Task goal —
All entries below are to be returned in full, exactly as they stand.

(Records for this exercise begins)

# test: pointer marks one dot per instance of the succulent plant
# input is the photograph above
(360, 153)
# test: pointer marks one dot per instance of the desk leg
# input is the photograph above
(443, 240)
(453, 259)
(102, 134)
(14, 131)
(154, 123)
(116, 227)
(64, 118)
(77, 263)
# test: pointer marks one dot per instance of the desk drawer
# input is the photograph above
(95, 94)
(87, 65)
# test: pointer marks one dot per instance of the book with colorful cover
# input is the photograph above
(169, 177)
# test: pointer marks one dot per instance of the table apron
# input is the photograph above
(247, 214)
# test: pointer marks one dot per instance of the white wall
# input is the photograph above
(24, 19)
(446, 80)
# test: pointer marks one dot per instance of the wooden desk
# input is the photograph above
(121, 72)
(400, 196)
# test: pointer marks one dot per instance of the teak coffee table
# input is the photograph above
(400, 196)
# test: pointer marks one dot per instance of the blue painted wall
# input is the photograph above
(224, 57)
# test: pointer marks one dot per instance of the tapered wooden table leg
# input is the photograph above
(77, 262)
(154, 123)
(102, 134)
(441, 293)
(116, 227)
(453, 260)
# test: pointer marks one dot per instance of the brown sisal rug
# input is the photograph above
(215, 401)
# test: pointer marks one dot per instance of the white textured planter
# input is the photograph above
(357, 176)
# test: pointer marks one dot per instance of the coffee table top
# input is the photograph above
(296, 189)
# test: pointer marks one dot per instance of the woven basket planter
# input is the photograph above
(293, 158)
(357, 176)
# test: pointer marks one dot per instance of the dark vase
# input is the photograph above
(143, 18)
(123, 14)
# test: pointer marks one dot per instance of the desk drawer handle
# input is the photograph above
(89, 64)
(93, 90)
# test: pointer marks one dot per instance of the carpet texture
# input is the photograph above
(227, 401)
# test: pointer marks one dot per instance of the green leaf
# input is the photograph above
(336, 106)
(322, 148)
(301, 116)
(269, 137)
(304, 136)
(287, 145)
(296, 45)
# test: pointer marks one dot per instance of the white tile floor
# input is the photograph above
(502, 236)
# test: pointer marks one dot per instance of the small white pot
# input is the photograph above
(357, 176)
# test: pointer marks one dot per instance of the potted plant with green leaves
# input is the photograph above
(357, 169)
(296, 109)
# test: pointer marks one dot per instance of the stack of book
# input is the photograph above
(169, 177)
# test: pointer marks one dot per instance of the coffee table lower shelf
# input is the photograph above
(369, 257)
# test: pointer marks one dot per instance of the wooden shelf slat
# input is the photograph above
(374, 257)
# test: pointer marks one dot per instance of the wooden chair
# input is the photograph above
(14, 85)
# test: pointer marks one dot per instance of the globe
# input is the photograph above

(Records for this exercise ends)

Exercise response —
# test: pointer marks one dot per instance of the succulent plant
# input is the photograph above
(360, 153)
# test: pointer marks one dot per instance of the desk leg
# input is the photograph above
(443, 240)
(453, 259)
(102, 134)
(14, 131)
(154, 123)
(116, 227)
(64, 118)
(77, 263)
# test: pointer marks one dot per instance of the desk drawer
# input is the photograph above
(95, 94)
(87, 65)
# test: pointer marks one dot per instance of the book with colorful cover
# input is the photograph above
(169, 177)
# test: pointer marks one dot per instance of the table apron
# input is the photograph above
(247, 214)
# test: pointer marks one dot per instance of the white wall
# input is the photograph above
(24, 19)
(446, 80)
# test: pointer marks one dot per instance of the wooden desk
# input is the photograph above
(121, 72)
(400, 196)
# test: pointer marks one dot per instance of the teak coffee table
# input is the photograph above
(400, 196)
# test: pointer marks one dot per instance of the blue painted wall
# input is the photograph above
(224, 57)
# test: pointer marks one dot per instance of the tapered wooden table leg
# input is the photograph above
(77, 262)
(154, 123)
(102, 134)
(441, 293)
(116, 227)
(453, 260)
# test: pointer marks one dot per instance of the brown sisal rug
# input is the photograph above
(215, 401)
# test: pointer marks one dot per instance of the white textured planter
# input is the photograph above
(357, 176)
# test: pointer marks one dot per instance of the coffee table top
# input is the photograph above
(296, 189)
# test: pointer marks one dot per instance of the woven basket planter
# input is the photograph above
(293, 158)
(357, 176)
# test: pointer marks one dot per instance of the dark vase
# input is the photograph above
(143, 18)
(123, 14)
# test: pointer marks one dot per instance of the desk drawer handle
# input is the photograph above
(89, 64)
(93, 90)
# test: pointer marks one dot per instance of the carpet texture
# input is the photograph above
(227, 401)
# test: pointer marks one dot per instance of the green leaf
# input is the photograph above
(336, 106)
(322, 148)
(301, 116)
(269, 137)
(304, 136)
(287, 145)
(296, 45)
# test: pointer marks one dot per instance of the white tile floor
# input is the photograph above
(502, 236)
# test: pointer marks one dot per instance of the small white pot
# input is the photograph above
(357, 176)
# test: pointer marks one dot per instance of the potted plant with green leaves
# input is the photograph above
(357, 169)
(296, 109)
# test: pointer marks one dot per instance of the stack of book
# input is the photograph above
(169, 177)
# test: pointer marks one dot per instance of the coffee table lower shelf
# input is the photograph above
(369, 257)
# test: pointer marks one dot per instance of the wooden shelf slat
# input is the photograph above
(374, 257)
# test: pointer marks one dot per instance of the wooden chair
# input is the photograph above
(14, 85)
# test: pointer marks one dot per instance of the globe
# input is the photograph above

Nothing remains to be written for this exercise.